→ Selection:
Matamoros said the grumblings about Bermudez surfaced last month. In response, the joint chiefs of staff sent a letter April 20 requesting a meeting to discuss the allegations. That letter, he said, was followed by one two days later from the Council of Commanders, made up of the 27 regional commanders.
The spokesman said three Contras, Hernandez Membreno, Walter Calderon and Tirzo Moreno responded in a letter April 26 that their allegations were ″not unfounded″ but did not elaborate.
″They say they oppose Bermudez’s authority. But there is no material proof, just allegations,″ Matamoros said.
Matamoros said the Council of Commanders would make the final decisions regarding the allegations. Bermudez could be removed only by the five-member national directorate, headquartered in Miami.

→ What you will do:
1. Write out the part of the Bermudez report between "The spokesman said" and "headquartered in Miami.", inclusive.
2. Carry on the report about the allegations against Bermudez, starting after its final sentence.

→ Listing:
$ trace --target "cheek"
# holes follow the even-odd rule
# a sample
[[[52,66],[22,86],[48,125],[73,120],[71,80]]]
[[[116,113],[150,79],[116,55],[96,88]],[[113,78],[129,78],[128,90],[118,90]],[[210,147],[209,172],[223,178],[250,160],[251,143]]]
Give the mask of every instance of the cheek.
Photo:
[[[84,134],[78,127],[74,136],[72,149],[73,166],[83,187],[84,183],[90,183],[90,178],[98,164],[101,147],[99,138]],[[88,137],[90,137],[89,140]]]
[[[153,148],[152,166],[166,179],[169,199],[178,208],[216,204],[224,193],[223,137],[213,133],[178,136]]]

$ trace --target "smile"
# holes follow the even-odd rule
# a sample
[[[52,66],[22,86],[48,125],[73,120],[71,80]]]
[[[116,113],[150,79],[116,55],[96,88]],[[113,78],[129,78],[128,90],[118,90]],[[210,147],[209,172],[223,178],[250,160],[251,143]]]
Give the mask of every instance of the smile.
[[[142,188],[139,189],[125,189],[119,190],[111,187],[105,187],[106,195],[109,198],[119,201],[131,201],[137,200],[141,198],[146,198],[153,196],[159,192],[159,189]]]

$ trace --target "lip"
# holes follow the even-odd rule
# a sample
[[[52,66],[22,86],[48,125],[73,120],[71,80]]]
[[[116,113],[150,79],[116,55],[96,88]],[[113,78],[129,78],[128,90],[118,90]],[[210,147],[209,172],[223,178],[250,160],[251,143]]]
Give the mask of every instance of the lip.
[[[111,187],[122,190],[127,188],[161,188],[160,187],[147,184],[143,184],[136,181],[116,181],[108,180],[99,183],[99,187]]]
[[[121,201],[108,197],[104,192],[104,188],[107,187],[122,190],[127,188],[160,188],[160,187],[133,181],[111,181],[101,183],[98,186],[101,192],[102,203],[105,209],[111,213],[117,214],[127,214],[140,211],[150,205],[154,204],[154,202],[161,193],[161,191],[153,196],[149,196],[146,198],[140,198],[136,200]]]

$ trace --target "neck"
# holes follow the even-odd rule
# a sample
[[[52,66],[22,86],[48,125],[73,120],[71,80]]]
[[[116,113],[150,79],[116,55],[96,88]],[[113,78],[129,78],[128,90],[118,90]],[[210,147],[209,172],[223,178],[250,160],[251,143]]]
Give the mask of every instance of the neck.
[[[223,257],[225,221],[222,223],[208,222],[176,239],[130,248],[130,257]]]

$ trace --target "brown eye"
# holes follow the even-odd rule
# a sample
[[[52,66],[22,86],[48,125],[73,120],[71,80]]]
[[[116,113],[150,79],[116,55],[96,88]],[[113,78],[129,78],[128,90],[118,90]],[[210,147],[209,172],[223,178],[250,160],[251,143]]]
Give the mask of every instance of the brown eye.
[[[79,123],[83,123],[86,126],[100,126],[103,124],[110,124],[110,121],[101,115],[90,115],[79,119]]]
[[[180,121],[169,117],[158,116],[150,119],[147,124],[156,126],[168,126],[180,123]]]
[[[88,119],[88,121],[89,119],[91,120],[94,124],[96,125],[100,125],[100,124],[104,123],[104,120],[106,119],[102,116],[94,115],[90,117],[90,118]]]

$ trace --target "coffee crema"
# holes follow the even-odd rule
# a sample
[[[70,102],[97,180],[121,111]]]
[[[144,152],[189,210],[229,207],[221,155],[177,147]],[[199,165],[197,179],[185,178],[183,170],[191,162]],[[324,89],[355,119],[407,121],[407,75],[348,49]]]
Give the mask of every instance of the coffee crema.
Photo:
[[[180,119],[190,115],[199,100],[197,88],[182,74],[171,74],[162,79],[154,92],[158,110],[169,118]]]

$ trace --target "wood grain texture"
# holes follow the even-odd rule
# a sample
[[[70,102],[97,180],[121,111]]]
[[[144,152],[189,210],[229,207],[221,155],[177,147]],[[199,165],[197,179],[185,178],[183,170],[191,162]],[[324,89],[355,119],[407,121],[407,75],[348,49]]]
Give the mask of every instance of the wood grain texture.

→ Exercise responses:
1.
The spokesman said three Contras, Hernandez Membreno, Walter Calderon and Tirzo Moreno responded in a letter April 26 that their allegations were ″not unfounded″ but did not elaborate.
″They say they oppose Bermudez’s authority. But there is no material proof, just allegations,″ Matamoros said.
Matamoros said the Council of Commanders would make the final decisions regarding the allegations. Bermudez could be removed only by the five-member national directorate, headquartered in Miami.

2.
The internal problems come at a time when the Contras are attempting to work out a permanent truce with the Sandinistas to end the more than six-year war. Both sides have made little headway since they signed a temporary cease- fire agreement March 23.
The 60-day temporary cease-fire started April 1.
The two pro-Sandinista newspapers in Managua have been giving front-page displays to the Contra squabbles.
The cease-fire pact called for the rebels to move into seven zones. In exchange, the Sandinistas would allow them to receive supplies and send representatives to take part in national talks to resolve some of the nation’s problems. The government also was to gradually release more than 3,000 political prisoners.